--- TASK REQUIREMENTS ---
Render all of the data below as a two-column CSV with the headers "prompt" and "boxes," giving each text its own row, with the coordinates that follow it in the same row. Quote every field, replace line breaks inside a field with spaces, and leave out the pictures.

--- MATERIAL PROVIDED ---
## start

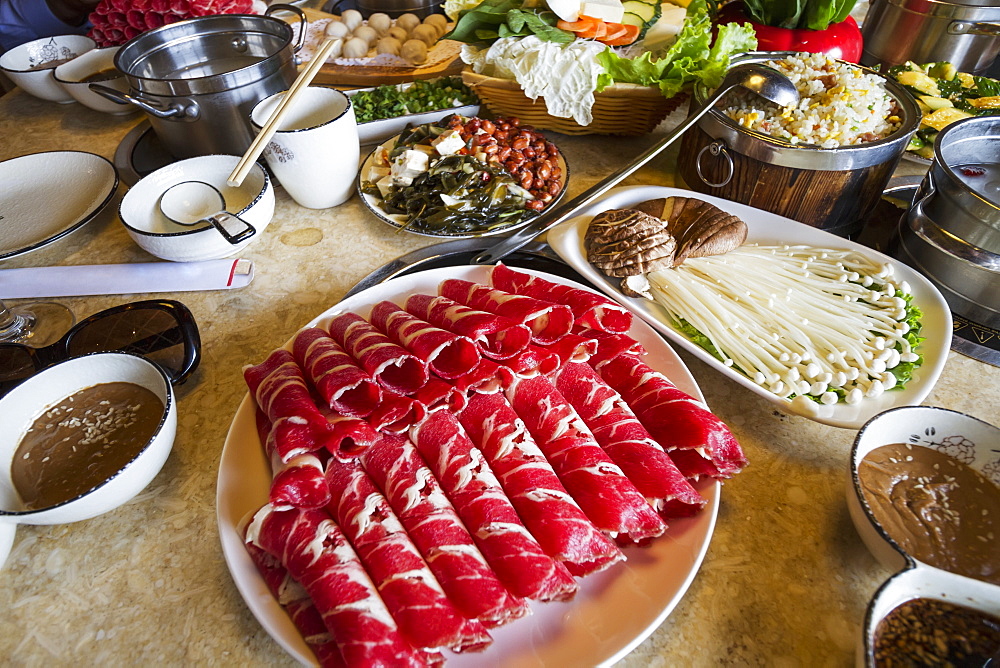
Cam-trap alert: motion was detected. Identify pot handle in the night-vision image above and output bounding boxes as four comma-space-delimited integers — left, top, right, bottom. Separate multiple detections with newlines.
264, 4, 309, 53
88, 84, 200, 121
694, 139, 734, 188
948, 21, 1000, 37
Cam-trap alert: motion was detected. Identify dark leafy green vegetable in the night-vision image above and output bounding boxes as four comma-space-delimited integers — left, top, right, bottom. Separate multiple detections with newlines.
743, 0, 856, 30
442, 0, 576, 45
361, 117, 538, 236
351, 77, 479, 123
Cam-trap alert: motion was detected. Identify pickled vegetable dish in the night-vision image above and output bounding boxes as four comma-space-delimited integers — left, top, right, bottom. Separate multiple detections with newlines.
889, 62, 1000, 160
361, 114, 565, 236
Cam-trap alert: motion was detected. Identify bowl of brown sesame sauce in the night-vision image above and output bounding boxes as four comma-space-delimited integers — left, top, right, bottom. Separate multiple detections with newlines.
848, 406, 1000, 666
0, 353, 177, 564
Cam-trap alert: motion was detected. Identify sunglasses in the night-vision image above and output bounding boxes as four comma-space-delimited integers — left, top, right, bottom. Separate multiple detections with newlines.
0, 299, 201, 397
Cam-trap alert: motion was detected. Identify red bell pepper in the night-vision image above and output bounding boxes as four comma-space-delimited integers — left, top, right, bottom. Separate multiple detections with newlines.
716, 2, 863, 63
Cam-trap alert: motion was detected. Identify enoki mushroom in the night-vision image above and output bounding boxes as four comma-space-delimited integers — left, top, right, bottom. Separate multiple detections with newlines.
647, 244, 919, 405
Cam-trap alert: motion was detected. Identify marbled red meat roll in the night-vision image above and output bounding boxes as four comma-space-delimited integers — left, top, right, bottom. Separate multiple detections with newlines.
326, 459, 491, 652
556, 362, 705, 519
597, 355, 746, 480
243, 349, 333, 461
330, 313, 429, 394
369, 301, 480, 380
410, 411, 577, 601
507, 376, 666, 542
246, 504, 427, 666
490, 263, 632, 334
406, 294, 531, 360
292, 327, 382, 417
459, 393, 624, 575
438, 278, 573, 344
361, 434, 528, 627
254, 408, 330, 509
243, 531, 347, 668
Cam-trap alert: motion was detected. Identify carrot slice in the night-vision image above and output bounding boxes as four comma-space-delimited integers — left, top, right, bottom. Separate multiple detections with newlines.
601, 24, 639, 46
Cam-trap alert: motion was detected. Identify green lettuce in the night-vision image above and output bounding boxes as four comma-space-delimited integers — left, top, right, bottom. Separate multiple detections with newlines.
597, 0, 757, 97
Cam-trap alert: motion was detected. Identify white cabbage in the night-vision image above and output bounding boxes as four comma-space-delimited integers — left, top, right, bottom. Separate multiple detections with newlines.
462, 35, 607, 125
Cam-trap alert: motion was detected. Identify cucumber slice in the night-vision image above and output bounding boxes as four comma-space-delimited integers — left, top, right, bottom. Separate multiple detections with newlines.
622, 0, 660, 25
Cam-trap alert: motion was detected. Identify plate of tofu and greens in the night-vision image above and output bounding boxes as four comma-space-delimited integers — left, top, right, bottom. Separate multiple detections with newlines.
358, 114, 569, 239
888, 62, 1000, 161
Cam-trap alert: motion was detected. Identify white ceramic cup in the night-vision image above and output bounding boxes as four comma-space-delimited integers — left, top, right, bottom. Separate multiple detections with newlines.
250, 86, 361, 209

## end

--- PROBLEM SOLUTION ---
prompt,boxes
"Cam-trap alert: motion was detected. Identify pot handle in the night-vision image above and output bounding boxes as four comma-space-delimited integers — left, top, right, bottom. Separate multiple detections with newlines.","264, 4, 309, 53 88, 84, 200, 121 694, 139, 734, 188 948, 21, 1000, 37"
"Cam-trap alert: motion was detected. Identify dark leafy green vegetable in the night-vision image above and output bounding boxes as four comma-space-delimited integers — left, top, right, bottom. Separate multiple detections with newlines.","743, 0, 856, 30 442, 0, 576, 45 361, 117, 538, 236 351, 77, 479, 123"
"Cam-trap alert: motion was detected. Identify pickled vegetable dish in the night-vision image above and output bounding boxes as four comma-space-delimited integers — left, top, right, bottom. Separate multiple detections with newlines.","889, 62, 1000, 160 361, 114, 565, 236"
"Cam-trap alert: motion was detected. Identify bowl of brown sesame sauce in the night-vision image above and output bounding boxes as four comma-space-delimited integers — left, top, right, bottom. Separate multiple detections with newlines.","848, 406, 1000, 666 0, 353, 177, 564"
"Cam-trap alert: motion was detected. Identify sunglasses in the night-vision image above and output bounding boxes as four comma-space-delimited integers — left, top, right, bottom. Separate multiple detections with newlines.","0, 299, 201, 397"
"Cam-trap alert: motion was detected. Identify red bell pepper in the night-vision image above and output bounding boxes as four comma-space-delimited integers — left, top, right, bottom. Separate multiple detections with newlines.","716, 2, 863, 63"
"Cam-trap alert: motion was detected. Identify enoki mushroom in the night-vision image above and output bounding boxes as four comma-space-delimited integers — left, top, right, bottom. Separate multiple detections with newlines.","647, 244, 919, 405"
"Cam-trap alert: motion was detected. Identify marbled red meat roll in the night-vision image above and output bounding boxes as four comma-space-delimited integers — left, top, right, bottom. Separate multiple detections with newlines.","326, 459, 491, 652 556, 362, 705, 519 597, 355, 746, 480 243, 349, 333, 461 330, 313, 429, 394 369, 301, 480, 380 410, 411, 577, 601 507, 376, 666, 542 246, 504, 427, 666 490, 263, 632, 334 406, 294, 531, 360 292, 327, 382, 417 459, 393, 624, 575 438, 278, 573, 344 361, 434, 528, 627 254, 408, 330, 509 243, 531, 347, 668"
"Cam-trap alert: motion was detected. Identify carrot slice in the night-vision image above and output bounding boxes as four comma-space-delimited integers — left, top, right, bottom. Separate multiple detections with newlines.","601, 24, 639, 46"
"Cam-trap alert: motion was detected. Identify green lettuce in the night-vision image above and output bounding boxes as four comma-space-delimited integers — left, top, right, bottom. Separate multiple detections with newlines.","597, 0, 757, 97"
"Cam-trap alert: motion was detected. Identify white cabbage in the night-vision image above and output bounding boxes as four comma-space-delimited integers — left, top, right, bottom. Separate multiple detections with newlines.","462, 35, 607, 125"
"Cam-trap alert: motion was detected. Identify cucumber slice in the night-vision image above and output bounding boxes as four comma-space-delimited integers — left, top, right, bottom. Separate multiple detections with newlines.","622, 0, 660, 25"
"Cam-trap alert: motion was detected. Identify plate of tofu and greens in the night-vision image above and output bounding boxes as four comma-space-delimited integers — left, top, right, bottom. Separate multiple detections with newlines.","358, 114, 569, 239 888, 62, 1000, 161"
"Cam-trap alert: motion was detected. Identify white ceramic cup in the night-vision image above and output bounding boxes as four comma-space-delimited integers — left, top, right, bottom. Separate multiple detections with newlines.","250, 86, 361, 209"